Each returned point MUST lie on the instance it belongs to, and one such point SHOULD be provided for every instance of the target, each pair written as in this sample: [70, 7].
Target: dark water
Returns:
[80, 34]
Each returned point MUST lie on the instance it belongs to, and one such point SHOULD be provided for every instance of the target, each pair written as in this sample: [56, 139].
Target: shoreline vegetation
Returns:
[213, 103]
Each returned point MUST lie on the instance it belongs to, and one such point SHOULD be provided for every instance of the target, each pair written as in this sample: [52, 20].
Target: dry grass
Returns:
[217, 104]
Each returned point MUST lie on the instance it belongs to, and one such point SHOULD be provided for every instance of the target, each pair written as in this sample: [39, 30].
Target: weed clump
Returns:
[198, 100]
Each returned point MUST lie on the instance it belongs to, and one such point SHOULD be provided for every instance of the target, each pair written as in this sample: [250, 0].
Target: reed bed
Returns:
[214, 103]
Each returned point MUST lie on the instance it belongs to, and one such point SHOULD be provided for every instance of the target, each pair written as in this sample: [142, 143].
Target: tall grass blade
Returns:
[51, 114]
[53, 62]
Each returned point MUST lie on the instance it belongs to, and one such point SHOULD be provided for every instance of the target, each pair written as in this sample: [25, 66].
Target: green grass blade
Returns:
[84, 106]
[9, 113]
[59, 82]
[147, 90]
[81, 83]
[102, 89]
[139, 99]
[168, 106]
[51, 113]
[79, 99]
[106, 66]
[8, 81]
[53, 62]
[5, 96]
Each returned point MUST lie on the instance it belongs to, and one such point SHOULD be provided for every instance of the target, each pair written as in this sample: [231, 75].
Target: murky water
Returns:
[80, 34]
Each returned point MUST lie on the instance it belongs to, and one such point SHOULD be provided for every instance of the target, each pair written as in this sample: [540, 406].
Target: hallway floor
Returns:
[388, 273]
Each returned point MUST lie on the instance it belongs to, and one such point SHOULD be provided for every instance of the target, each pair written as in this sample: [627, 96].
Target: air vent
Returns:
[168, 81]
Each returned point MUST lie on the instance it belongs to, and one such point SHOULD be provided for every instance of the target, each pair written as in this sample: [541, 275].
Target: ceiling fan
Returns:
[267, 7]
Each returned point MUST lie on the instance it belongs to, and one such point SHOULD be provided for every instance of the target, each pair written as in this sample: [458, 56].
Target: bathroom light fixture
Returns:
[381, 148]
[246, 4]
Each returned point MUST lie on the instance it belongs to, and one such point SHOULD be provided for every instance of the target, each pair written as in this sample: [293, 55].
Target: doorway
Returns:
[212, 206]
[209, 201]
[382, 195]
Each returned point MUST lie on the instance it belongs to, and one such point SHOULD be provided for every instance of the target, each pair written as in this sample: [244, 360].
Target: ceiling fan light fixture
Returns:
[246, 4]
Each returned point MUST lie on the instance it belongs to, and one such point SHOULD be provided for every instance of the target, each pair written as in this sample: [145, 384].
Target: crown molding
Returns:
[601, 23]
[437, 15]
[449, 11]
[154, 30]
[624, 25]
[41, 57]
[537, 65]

#### [The problem]
Copy exactly the lines of the listing above, beginning at the line with "sample: [458, 56]." and ending at its final line; write out nothing else.

#### [Output of the task]
Each returned point MUST lie on the instance it belongs to, and one such point SHOULD be provided for every instance of the target, each pair written as in this sample: [458, 56].
Target: bathroom light fixture
Returns:
[381, 148]
[246, 4]
Each returned point MUST lie on the instance it belongs to, and one such point SHOULD be provided for every instance of the target, each pair written as in this sample: [293, 55].
Target: doorway
Returns:
[212, 206]
[209, 201]
[382, 195]
Each returned point MUST lie on the instance it belongs to, and one such point SHOULD be provided for every instance of the target, each pair written as in this sample: [244, 360].
Target: ceiling fan light fixture
Returns:
[246, 4]
Each returned point MUST lie on the instance it belongs to, and one such point SHOULD be provided for every instance of the target, each pair written as in this sample: [145, 384].
Target: crown molding
Returns:
[601, 23]
[437, 15]
[449, 11]
[154, 30]
[624, 25]
[41, 57]
[537, 65]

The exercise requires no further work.